[Records from a dataset]
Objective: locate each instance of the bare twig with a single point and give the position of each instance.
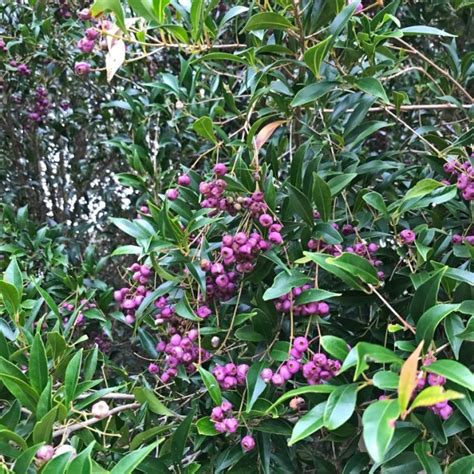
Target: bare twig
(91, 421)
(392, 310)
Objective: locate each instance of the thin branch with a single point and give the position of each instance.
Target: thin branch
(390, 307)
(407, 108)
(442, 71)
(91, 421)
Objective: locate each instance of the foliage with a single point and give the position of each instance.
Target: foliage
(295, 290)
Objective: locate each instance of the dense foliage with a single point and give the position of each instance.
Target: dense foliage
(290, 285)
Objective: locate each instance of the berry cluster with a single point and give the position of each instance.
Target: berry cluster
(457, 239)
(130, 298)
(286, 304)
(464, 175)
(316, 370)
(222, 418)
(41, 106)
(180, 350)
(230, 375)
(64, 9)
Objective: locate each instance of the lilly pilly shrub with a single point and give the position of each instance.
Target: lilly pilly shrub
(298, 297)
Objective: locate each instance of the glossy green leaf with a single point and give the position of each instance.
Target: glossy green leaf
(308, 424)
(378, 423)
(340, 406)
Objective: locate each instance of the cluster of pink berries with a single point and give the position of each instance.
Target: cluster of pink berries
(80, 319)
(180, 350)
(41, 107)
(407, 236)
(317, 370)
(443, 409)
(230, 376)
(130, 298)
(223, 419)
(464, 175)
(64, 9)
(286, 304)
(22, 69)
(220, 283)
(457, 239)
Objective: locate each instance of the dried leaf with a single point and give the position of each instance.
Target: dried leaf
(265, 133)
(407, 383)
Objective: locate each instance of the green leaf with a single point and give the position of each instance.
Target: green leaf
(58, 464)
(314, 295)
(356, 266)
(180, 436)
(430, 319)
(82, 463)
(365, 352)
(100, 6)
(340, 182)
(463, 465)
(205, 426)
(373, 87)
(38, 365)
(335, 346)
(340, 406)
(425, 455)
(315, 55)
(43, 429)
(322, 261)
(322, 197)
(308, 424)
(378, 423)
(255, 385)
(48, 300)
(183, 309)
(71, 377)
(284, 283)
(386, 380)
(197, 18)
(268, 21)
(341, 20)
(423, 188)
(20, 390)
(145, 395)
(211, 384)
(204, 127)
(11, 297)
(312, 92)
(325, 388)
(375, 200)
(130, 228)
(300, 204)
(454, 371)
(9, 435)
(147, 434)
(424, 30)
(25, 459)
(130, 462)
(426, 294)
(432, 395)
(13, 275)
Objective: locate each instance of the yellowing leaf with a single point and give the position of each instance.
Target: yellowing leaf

WHAT TO PRODUCE: Without including any picture, print every record exactly as written above.

EXERCISE SOLUTION:
Objective: locate each instance of the bare twig with a single point and give the position of each instance.
Target: bare twig
(91, 421)
(392, 310)
Objective: locate each instance of the thin branch with a single point and give the position of each instance.
Target: thin branch
(390, 307)
(407, 108)
(442, 71)
(91, 421)
Objective: locate each instance of the foliage with a single point and give the position of each instance.
Target: foliage
(295, 290)
Objective: locate each instance of the dense foliage with a single point and give the position of each instance.
Target: dense foliage
(290, 285)
Objective: locate each instance of the berry cluster with a single point and give the position of each instance.
Target: berry cluster
(457, 239)
(130, 298)
(286, 304)
(464, 175)
(316, 370)
(222, 418)
(41, 106)
(180, 350)
(230, 375)
(64, 9)
Objective: locate each instance of the lilly pilly shrub with a single point and give the position of each instance.
Target: lilly pilly shrub
(298, 297)
Objective: locate each instance of the glossy green leaf with a single point and give the position of each instance.
Target: glossy green leaf
(308, 424)
(378, 423)
(340, 406)
Objective: locate each instance of the cluster of pink berries with a single point and give the position of each instance.
Target: cluster of pink berries
(80, 319)
(180, 350)
(41, 107)
(407, 236)
(317, 370)
(443, 409)
(230, 376)
(130, 298)
(223, 419)
(464, 175)
(64, 9)
(286, 304)
(22, 69)
(220, 283)
(457, 239)
Objective: locate each instance of the dried leaf with a single point and give the position of each instance.
Target: dried leaf
(265, 133)
(407, 383)
Objective: locate each instance of the green leaf with a single point and give the position of each instance.
Target: green leaf
(58, 464)
(314, 295)
(356, 266)
(180, 436)
(430, 319)
(82, 463)
(365, 352)
(100, 6)
(340, 182)
(463, 465)
(205, 426)
(373, 87)
(38, 365)
(335, 346)
(340, 406)
(425, 455)
(315, 55)
(43, 429)
(322, 261)
(322, 197)
(308, 424)
(378, 423)
(255, 385)
(48, 300)
(183, 309)
(71, 377)
(284, 283)
(386, 380)
(197, 18)
(268, 21)
(341, 20)
(423, 188)
(20, 390)
(145, 395)
(211, 384)
(204, 127)
(11, 297)
(312, 92)
(325, 388)
(375, 200)
(130, 228)
(300, 204)
(454, 371)
(9, 435)
(147, 434)
(424, 30)
(25, 459)
(130, 462)
(426, 294)
(432, 395)
(13, 275)
Objective: locate each instance of the yellowing leaf with a single point and give the position of each instance.
Target: yellowing leaf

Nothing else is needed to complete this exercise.